Supplied passage>

Last Friday I led the noon-day interfaith service at the hospital where I work. It is an task that each of the interns, residents and staff chaplains take in turn to offer a fifteen or twenty minute interfaith service each day. A few people have asked me for the service, so I tried to write it up as closely as I could to the actual event.
I choose wonder for the theme of this worship earlier this week—thinking about this time of year, the wonder of the birth of Jesus in the Christian tradition, the wonder of the oil lasting seven days in the Jewish tradition, and the wonder of the turn of the year, the equality of light and darkness in the celebration of Solstice. With this theme in mind, I went looking to poetry and songs that could help create a space where wonder was explored. Here’s the poem that I found with which I started worship:
Living Wonders
We are living wonders. Our bodies, our minds, our souls, unfathomably intricate beyond all knowing. The true essence our being, a microcosm of unlimited possibility.
Living in wonder. Behold the marvels of this vast universe. Consumed by the mysterious unknown, desperately we seek to understand it, eagerly trying to grasp all that is.
Wondering why we live. What purpose is there for our existence. Many say this. Others say that. All answers become more questions. Forever we wonder.
We are living wonders, Living in wonder, Wondering why we live.
I thought about how wonder, in the children’s religious educating system of Godly Play, is encouraged and fostered. Questions like “I wonder...”; “I wonder what would happen...”; “I wonder if that person thought...” provoke a kind of curiosity that in itself holds a kind of spirituality. Wonder consists of question and it consists of awe and it consists of the deep unknown that we will never be able to explain.
The night before I presented this worship, two friends of mine lost their one-year-old baby girl. She had been in the NICU as a newborn and her entire family had gathered around her. This tiny child had defied all odds, living much longer than the medical staff anticipated, learning several signs to communicate with her parents, and capturing the hearts of those around her. Milly was known as Wonder Milly and her family and friends had created banners with the wonder woman symbol; the W sign on top and in the same font an M for Milly below it. Milly embodied wonder, its awe, its question and with her death, that deep unknown that we will never be able to explain.

Dataset section>

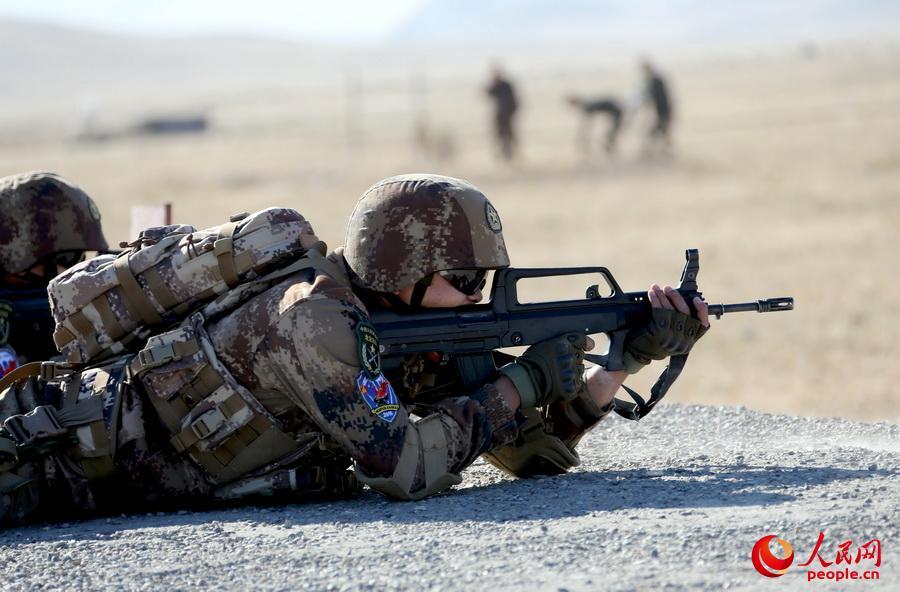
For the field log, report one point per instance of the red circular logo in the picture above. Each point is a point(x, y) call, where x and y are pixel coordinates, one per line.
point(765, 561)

Activity A> According to the passage about the wonder service, how long is each daily interfaith service?
Activity B> Rewrite the paragraph of the passage about the wonder service that begins "I thought about how wonder" more briefly, keeping its main facts.
Activity C> Carry on the passage about the wonder service from its final sentence.

Your response A> Fifteen or twenty minutes.

Your response B> In Godly Play, a system of religious education for children, wonder is encouraged through questions such as "I wonder..." and "I wonder what would happen...". These questions spark a curiosity that holds its own kind of spirituality. Wonder is made up of questioning, awe and the deep unknown that can never be explained.

Your response C>
Two other friends of mine lost a child several weeks ago in-vitro. Still in the womb, Ottille was a bright experience of wonder to her parents. Her life, as new at it was, had brought immense joy to my friends. In the story of Job, amidst his suffering and his lament, he says “He performs wonders that cannot be fathomed, miracles that cannot be counted.” (Job 5:9). Ottille was and continues to be a wonder of creation, a wonder full of awe, and in her death question and that deep unknown.
I dedicated this worship to these two little girls. I hope that Milly and Ottille will find each other in the afterlife and become the best of friends. I carry their deaths in my heart as I work with the families in the NICU now and create space from them to wonder, wonder what will happen, wonder why this is happening, and wonder at the miricle of this precious life in front of the.
I also dedicated this worship to all the patients in the hospital who are defining all odds and are true wonders to the medical system. I dedicated this worship to each of us, my friends who have experienced such tragic loss and all of us who struggle with those questions of “Why?” “Why me?” and “Why this?” May we find community and solace among each other’s company as we as M. Zazu wrote are “living wonders, living in wonder, wondering why we live.”
In addition, during the worship I played Natalie Merchant’s song Wonder, we read prayers from the community left on our prayer board and I closed with a quote from Tim Muldoon, an Ignatian write. I’ve included both the link to the song and the quote below. Blessings to all and may you live in wonder during these precious winter days.
"Wonder" By Natalie Merchant, (You-tube video link)
Seeing God in all things is about challenging the concepts we have formed about God over the course of our lives, recognizing that they are always limited. Part of the way we as human beings think is to break down our world into manageable chunks; we develop a sense of how things work based on what we are able to understand. If God is God, though, our understanding of God will always be very limited. We must be prepared always to challenge what we have previously thought about God and allow God to challenge us to think in a new way. When we allow ourselves this kind of open-eyed wonder at the world, rather than assuming we’ve got it all figured out, we will begin to be surprised. God will begin showing up everywhere!